[Region pointing data]
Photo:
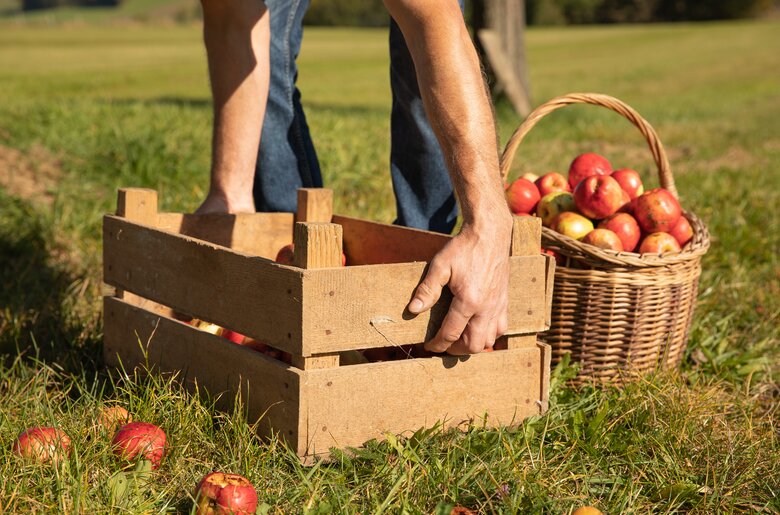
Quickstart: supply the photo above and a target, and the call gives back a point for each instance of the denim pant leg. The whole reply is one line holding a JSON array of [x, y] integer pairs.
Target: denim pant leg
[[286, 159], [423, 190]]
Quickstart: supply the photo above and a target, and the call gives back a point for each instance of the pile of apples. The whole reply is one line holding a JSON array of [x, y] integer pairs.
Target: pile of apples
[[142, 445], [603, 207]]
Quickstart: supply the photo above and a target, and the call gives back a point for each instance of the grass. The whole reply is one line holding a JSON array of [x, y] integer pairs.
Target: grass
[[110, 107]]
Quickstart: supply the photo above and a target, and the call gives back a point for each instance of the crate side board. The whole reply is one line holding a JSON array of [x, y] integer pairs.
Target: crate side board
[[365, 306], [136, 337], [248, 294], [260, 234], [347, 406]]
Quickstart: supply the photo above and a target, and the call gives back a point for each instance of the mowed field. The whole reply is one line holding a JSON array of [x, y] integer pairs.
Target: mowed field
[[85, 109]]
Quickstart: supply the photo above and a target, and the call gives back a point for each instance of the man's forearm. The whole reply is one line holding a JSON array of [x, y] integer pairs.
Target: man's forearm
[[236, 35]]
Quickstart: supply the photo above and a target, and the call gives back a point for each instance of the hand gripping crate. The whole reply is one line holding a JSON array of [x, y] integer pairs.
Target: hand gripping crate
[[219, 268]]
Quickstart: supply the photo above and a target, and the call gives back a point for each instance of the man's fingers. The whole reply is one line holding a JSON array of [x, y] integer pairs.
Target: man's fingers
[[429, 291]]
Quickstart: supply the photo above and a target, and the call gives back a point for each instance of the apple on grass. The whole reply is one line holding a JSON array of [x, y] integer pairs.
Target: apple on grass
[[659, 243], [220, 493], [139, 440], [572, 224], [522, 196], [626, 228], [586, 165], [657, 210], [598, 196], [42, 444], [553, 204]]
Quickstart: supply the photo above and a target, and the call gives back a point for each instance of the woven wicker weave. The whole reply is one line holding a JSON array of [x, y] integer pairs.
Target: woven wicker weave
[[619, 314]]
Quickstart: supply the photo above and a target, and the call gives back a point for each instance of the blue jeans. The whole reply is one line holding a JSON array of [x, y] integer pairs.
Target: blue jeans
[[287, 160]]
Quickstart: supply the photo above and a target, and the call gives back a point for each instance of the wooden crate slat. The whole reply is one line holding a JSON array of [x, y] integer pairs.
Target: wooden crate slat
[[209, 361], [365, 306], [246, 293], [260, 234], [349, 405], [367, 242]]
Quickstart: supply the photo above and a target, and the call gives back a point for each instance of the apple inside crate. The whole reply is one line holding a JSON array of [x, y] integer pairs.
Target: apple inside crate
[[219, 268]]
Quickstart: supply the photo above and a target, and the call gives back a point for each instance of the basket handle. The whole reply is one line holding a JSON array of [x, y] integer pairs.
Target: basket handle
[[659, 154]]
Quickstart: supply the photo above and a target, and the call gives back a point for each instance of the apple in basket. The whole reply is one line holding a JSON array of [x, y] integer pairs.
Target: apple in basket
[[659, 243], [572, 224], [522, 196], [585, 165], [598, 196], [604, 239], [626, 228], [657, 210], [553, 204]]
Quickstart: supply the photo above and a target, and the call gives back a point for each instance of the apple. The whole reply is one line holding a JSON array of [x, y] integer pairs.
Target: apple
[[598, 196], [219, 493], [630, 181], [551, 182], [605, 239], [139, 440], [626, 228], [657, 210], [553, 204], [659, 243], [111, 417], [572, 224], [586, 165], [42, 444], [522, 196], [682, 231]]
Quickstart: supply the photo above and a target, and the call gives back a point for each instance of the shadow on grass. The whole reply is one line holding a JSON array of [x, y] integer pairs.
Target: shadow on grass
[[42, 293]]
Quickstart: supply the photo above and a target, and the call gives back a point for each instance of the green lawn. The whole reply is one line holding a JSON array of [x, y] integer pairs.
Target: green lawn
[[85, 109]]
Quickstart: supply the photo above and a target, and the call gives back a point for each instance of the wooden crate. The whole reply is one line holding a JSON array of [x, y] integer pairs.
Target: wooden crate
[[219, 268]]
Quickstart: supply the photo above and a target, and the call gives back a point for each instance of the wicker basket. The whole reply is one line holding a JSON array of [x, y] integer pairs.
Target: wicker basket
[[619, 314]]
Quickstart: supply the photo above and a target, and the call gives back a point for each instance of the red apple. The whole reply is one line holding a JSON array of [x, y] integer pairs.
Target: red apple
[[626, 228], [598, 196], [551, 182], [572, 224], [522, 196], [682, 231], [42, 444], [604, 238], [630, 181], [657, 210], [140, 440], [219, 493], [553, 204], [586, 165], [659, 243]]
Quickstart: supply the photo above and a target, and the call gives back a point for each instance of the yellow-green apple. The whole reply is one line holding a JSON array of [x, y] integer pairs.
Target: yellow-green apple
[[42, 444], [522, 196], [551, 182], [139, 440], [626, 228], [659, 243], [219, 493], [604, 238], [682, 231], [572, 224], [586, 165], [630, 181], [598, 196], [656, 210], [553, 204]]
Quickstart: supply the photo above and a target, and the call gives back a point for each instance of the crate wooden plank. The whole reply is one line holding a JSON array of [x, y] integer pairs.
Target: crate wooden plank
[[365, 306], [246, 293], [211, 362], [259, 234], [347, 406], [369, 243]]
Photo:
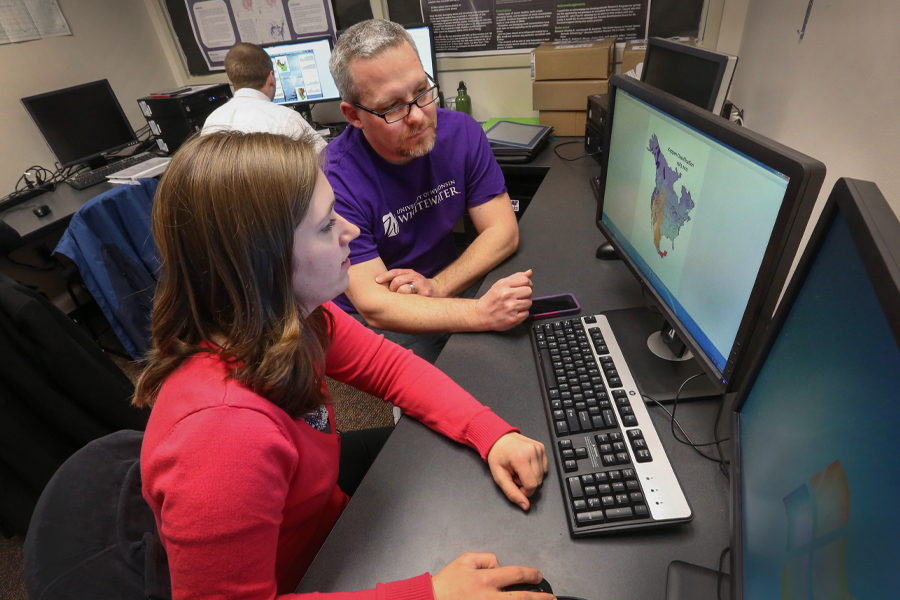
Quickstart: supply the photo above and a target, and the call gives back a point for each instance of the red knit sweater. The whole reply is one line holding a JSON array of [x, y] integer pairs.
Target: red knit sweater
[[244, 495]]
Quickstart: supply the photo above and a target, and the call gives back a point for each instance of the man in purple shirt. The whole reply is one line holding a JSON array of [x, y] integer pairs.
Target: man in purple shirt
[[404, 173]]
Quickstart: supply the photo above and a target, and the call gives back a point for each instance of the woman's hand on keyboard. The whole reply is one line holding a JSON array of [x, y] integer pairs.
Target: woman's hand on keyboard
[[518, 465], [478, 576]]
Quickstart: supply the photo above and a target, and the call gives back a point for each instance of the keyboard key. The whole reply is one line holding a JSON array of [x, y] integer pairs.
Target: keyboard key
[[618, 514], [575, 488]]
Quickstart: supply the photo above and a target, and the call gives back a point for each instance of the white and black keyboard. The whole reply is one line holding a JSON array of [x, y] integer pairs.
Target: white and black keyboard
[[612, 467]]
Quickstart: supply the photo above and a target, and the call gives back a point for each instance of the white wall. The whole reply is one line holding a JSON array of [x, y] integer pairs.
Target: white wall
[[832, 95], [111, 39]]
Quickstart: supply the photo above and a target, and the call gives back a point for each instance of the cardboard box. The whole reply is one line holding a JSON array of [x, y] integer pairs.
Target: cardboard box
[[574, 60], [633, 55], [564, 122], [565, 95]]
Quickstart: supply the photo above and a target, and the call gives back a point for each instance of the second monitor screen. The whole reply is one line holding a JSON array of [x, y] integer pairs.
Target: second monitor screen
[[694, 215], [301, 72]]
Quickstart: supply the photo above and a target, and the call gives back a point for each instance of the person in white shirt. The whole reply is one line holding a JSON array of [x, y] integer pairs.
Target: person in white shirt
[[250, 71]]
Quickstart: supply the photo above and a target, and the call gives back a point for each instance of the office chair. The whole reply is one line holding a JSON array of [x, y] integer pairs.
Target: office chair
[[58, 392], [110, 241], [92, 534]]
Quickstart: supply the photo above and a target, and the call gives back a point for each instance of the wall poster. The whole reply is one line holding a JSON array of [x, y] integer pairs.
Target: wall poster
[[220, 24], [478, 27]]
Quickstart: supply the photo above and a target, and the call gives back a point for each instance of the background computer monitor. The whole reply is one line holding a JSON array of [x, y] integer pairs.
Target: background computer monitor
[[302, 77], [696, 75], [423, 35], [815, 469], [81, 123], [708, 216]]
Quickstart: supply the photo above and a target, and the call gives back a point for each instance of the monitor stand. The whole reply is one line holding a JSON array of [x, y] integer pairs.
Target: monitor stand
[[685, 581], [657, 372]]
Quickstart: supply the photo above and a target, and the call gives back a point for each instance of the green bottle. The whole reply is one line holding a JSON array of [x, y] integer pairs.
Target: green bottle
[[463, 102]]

==

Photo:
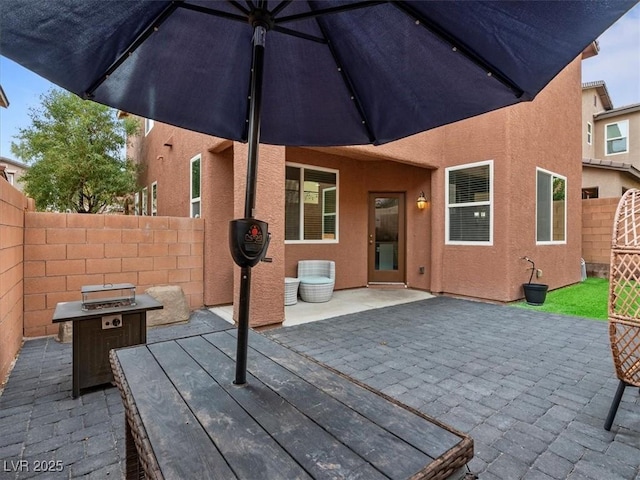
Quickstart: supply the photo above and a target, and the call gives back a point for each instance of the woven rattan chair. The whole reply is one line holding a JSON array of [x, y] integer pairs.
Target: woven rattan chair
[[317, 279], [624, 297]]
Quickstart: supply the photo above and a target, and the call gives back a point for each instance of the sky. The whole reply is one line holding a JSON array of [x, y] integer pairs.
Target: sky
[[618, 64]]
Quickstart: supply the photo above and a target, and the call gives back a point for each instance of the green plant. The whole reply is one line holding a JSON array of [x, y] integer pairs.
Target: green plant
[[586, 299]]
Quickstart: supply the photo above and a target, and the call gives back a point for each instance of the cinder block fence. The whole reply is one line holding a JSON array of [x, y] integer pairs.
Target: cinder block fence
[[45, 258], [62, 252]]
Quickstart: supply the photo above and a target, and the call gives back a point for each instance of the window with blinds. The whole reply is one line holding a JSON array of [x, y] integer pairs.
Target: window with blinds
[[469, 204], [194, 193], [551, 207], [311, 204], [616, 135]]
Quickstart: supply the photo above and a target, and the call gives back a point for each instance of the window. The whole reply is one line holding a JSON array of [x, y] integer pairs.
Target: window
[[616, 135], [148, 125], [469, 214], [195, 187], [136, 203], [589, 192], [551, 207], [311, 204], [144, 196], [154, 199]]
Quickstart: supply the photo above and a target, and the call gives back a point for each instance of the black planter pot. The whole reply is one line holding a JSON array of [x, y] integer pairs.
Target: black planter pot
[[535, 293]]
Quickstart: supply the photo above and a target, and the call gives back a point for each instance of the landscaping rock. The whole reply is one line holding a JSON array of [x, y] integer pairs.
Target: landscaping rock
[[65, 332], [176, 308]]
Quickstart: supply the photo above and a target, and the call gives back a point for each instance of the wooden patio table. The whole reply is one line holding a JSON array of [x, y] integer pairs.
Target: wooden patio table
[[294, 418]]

--

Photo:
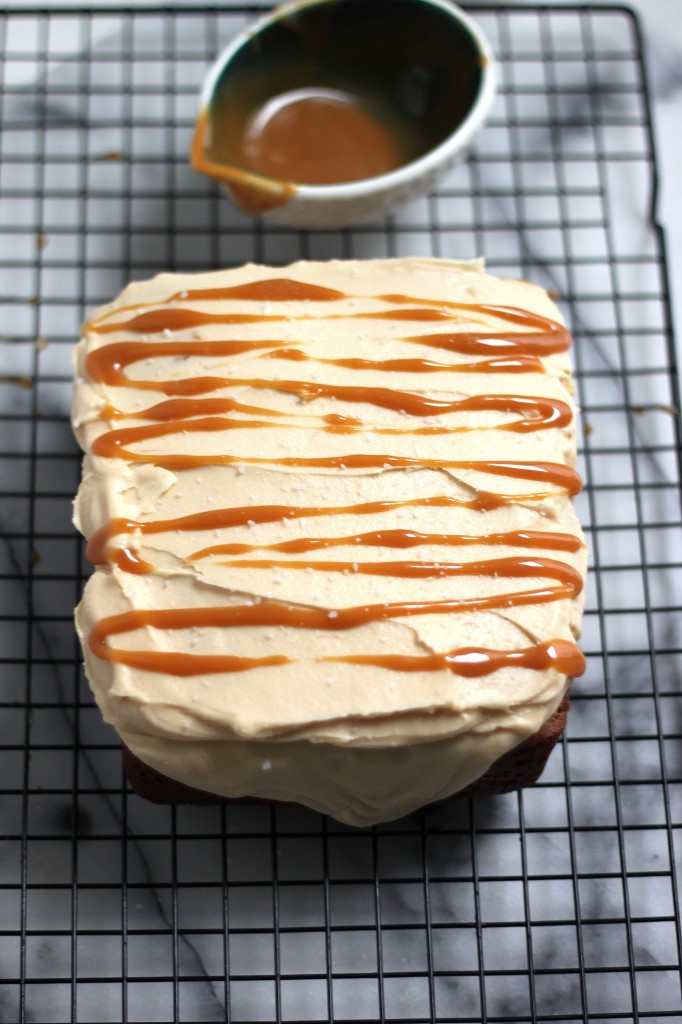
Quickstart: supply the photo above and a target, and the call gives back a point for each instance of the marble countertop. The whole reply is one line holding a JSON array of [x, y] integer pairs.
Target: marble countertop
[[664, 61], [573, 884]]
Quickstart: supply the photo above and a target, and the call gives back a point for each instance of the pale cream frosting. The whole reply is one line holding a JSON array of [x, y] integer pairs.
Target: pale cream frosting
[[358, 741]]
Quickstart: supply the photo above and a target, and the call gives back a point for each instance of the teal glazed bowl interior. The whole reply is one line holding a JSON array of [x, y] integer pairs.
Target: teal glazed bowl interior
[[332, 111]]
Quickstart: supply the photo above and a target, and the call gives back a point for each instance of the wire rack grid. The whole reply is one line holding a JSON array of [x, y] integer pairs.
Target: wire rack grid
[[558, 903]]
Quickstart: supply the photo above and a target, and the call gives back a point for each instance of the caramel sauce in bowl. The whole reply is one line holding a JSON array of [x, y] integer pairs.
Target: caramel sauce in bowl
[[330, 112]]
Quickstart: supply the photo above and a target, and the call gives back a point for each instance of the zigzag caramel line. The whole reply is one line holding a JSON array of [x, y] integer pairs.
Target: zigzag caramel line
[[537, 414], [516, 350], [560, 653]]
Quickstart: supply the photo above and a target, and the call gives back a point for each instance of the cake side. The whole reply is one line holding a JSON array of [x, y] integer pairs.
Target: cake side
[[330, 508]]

=== Task instructions ===
Copy exactly the stretch of data above from the line with "Target: marble countertop" through the line with "of the pale", and omit all other lines.

=== Final answer ===
Target: marble countertop
[[664, 61], [573, 884]]
Quickstart: supply the photo above and a target, and the call gives back a point for each instance of the pale cream frosting. The whole reply is one line holding a JSON array of [x, y] integer pairs.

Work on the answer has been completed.